# [短い課題]
下の出典抜粋のうち、「そして残念ながら、その予感は的中した。」で始まり「なんです。モテるのもわかる。」で終わる部分を一字一句そのまま書き写してください。

# [出典抜粋]

=-=-=

だがそれから1週間が経っても、彼から連絡はこなかった。
その間、茜はというと、彼からの連絡を取り漏らすまいとバスルームにもスマホを持ち込んで待ち続ける日々。
そして2週間後。しびれを切らした茜は、自ら彼にLINEを送った。
「もう一度会って、話がしたいと送りました。彼もわかったと言ってくれて。週末の夜に会うことになったんです。…その時から不穏な空気は感じていました。もしかしたら別れを切り出されるかもしれないなって」
そして残念ながら、その予感は的中した。
土曜の夜。
指定された麻布十番の小料理屋(彼の家の近所らしい)に、茜は甲斐甲斐しくも、彼好みの服装…つまり女子アナ風の、シンプルだが女性らしいノースリワンピにカーディガンという王道の装いで出かけた。
茜は、別れるつもりなどなかった。浮気の証拠を見つけ、存分に傷つき怒りはしたが、彼を失う覚悟などなかった。
「悪い予感、的中。会った瞬間にわかりましたよ。ああ、もう別れるつもりなんだなって。だけど圭ちゃんって優しい男なんです。モテるのもわかる。

=-=-=

# [表示データ]

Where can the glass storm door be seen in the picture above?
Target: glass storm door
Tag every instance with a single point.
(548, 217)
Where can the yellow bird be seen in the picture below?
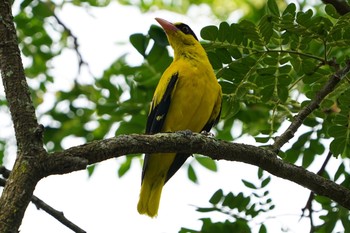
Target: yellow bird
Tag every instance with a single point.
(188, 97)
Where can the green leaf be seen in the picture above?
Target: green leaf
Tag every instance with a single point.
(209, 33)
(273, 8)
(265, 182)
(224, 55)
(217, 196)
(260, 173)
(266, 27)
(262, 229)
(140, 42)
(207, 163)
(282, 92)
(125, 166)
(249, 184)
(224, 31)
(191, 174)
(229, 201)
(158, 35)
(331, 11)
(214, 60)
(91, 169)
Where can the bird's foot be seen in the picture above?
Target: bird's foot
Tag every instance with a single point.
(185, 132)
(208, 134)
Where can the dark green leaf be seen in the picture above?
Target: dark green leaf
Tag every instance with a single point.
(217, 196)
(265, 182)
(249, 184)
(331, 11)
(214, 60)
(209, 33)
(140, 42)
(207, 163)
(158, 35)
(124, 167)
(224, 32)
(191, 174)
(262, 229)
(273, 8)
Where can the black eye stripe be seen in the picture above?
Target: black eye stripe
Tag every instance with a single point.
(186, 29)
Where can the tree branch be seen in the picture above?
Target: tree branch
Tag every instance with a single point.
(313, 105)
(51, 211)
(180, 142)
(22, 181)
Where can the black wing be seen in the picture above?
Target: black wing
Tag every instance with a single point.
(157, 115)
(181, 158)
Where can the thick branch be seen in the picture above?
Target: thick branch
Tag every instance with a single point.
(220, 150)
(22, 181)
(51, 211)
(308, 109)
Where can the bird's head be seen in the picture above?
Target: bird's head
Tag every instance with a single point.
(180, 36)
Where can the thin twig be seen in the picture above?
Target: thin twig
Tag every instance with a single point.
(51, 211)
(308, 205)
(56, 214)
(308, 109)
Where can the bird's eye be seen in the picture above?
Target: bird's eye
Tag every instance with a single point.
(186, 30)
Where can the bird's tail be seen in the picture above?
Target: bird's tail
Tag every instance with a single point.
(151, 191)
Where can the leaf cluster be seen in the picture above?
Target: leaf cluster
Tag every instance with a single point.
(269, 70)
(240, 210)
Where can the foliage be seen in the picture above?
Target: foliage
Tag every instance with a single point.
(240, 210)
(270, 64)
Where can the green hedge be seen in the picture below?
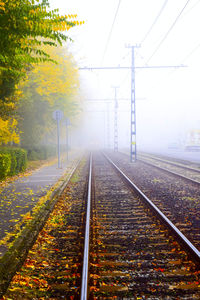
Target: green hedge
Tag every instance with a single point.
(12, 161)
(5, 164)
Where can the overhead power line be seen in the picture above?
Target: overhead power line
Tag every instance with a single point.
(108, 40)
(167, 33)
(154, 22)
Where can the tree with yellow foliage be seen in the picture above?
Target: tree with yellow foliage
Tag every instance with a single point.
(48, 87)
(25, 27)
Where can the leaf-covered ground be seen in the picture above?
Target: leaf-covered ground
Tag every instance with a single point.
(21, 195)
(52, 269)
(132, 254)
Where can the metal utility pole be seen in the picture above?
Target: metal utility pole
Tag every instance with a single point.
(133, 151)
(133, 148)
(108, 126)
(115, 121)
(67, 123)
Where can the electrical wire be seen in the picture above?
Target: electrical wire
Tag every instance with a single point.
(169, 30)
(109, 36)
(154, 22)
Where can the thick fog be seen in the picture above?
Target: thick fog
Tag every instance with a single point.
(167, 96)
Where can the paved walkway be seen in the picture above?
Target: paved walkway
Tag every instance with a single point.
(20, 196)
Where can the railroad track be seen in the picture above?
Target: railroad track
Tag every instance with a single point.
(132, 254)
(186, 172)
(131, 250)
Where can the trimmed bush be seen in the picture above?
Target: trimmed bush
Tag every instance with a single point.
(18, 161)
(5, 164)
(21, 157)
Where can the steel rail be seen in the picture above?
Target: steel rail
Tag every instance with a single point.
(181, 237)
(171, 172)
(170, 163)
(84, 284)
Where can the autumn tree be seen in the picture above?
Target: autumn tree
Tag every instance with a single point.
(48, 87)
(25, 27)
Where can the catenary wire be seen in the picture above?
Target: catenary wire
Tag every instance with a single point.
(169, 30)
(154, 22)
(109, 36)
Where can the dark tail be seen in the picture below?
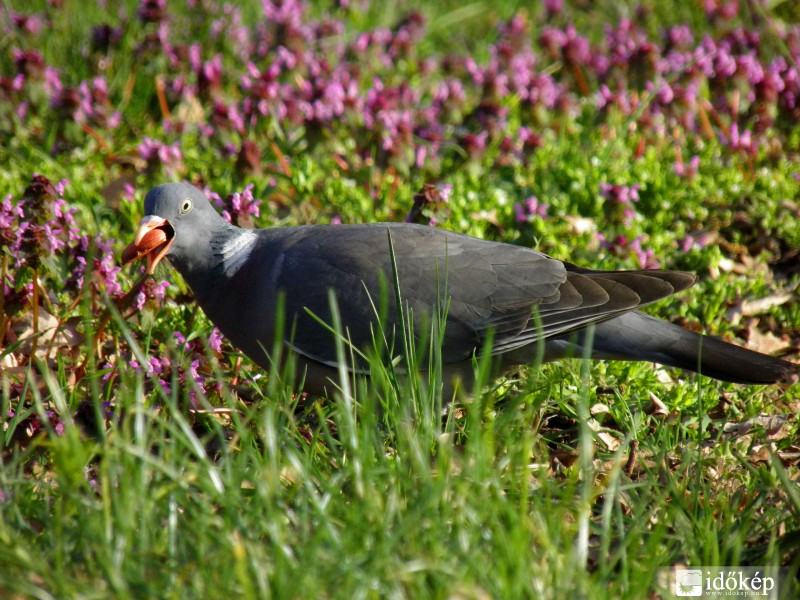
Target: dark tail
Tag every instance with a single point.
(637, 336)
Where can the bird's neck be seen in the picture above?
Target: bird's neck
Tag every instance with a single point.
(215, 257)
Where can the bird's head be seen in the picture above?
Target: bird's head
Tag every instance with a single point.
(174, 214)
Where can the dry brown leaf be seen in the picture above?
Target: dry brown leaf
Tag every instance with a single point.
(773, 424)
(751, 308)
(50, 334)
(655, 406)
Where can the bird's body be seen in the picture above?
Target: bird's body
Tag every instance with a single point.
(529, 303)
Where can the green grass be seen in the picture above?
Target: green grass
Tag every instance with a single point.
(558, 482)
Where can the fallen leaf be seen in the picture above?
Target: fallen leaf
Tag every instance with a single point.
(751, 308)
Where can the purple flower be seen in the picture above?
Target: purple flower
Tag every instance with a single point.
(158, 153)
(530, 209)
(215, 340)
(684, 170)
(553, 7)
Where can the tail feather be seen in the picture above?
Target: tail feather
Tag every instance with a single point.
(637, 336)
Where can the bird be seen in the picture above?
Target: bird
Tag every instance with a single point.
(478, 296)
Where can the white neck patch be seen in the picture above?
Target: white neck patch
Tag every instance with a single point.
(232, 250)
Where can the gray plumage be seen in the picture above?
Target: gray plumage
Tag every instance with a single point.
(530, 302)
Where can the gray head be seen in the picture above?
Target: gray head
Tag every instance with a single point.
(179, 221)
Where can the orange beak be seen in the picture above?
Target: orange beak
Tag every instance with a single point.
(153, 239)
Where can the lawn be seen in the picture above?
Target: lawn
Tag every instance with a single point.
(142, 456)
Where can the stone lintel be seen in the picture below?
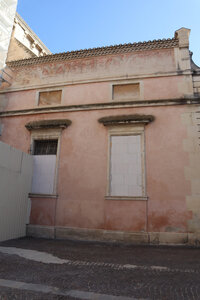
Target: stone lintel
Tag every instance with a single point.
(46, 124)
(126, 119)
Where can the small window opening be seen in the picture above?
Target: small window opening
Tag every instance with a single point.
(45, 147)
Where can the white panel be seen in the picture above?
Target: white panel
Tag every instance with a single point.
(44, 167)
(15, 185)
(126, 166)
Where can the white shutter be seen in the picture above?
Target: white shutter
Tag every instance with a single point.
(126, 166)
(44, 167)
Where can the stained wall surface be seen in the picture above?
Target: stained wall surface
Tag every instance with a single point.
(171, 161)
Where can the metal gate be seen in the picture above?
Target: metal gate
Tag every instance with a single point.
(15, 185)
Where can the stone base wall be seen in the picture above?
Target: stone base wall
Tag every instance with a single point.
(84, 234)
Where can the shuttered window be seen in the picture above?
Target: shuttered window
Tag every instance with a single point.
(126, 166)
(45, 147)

=-=-=

# [回答]
そして残念ながら、その予感は的中した。
土曜の夜。
指定された麻布十番の小料理屋(彼の家の近所らしい)に、茜は甲斐甲斐しくも、彼好みの服装…つまり女子アナ風の、シンプルだが女性らしいノースリワンピにカーディガンという王道の装いで出かけた。
茜は、別れるつもりなどなかった。浮気の証拠を見つけ、存分に傷つき怒りはしたが、彼を失う覚悟などなかった。
「悪い予感、的中。会った瞬間にわかりましたよ。ああ、もう別れるつもりなんだなって。だけど圭ちゃんって優しい男なんです。モテるのもわかる。